Data listing:
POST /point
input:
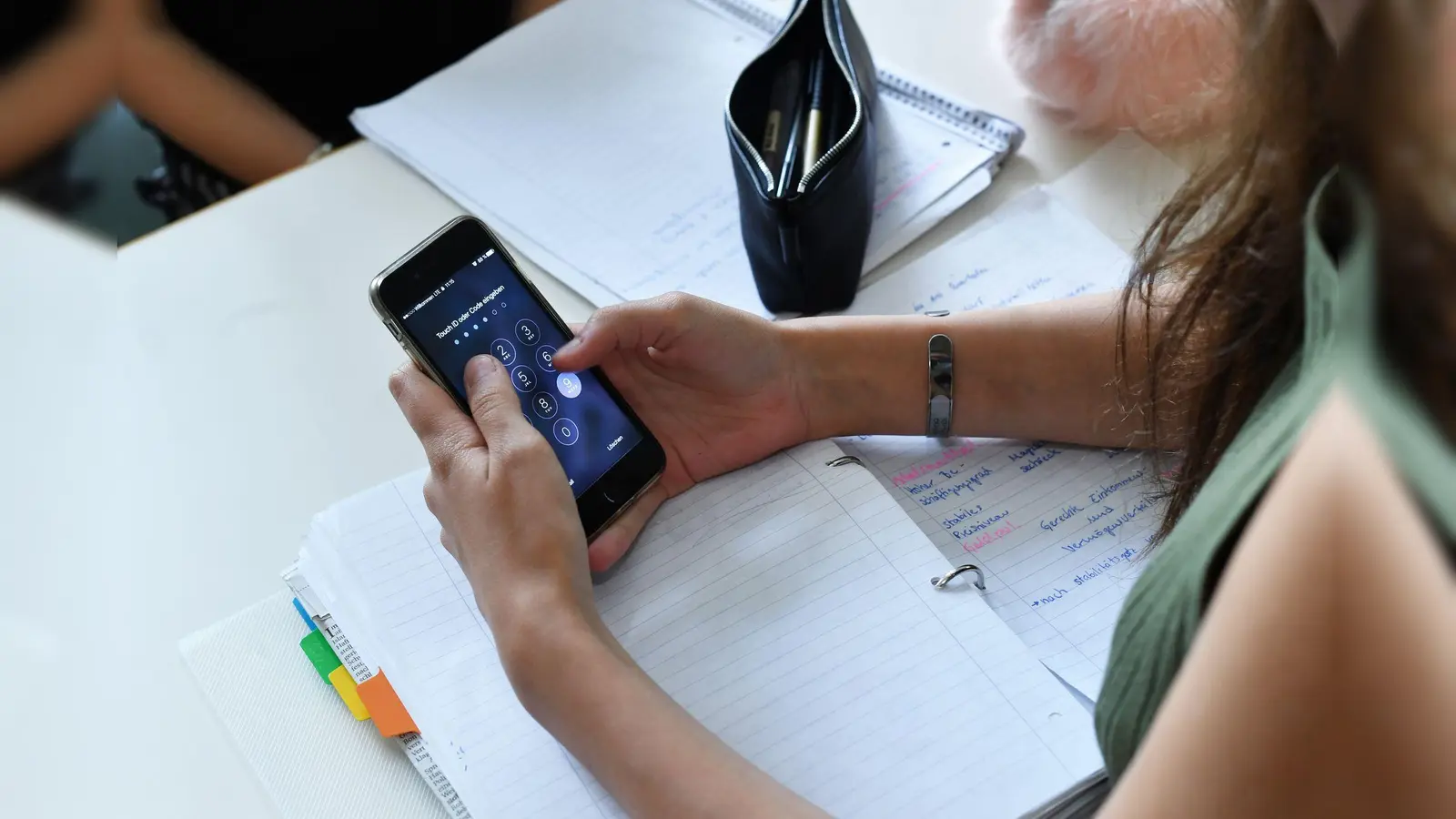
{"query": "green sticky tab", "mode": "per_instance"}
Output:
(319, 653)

--

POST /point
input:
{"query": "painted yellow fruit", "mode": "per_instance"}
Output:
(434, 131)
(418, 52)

--

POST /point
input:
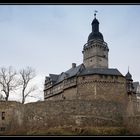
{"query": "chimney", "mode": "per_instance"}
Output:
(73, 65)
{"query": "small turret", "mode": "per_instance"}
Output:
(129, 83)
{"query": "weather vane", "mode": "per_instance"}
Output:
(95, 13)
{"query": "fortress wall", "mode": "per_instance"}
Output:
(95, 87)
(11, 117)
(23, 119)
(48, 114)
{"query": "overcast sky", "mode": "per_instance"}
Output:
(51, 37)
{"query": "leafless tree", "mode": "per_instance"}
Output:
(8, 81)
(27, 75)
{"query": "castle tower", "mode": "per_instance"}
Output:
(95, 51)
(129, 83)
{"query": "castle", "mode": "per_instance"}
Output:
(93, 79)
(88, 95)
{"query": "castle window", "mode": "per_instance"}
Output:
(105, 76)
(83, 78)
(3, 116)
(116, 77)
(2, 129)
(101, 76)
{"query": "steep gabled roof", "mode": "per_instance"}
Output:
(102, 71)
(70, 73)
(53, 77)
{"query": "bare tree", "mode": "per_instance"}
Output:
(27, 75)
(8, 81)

Written exercise: Please report each line in the items above that contains the word "tree".

Complete output:
{"query": "leafless tree", "mode": "per_instance"}
{"query": "bare tree", "mode": "per_instance"}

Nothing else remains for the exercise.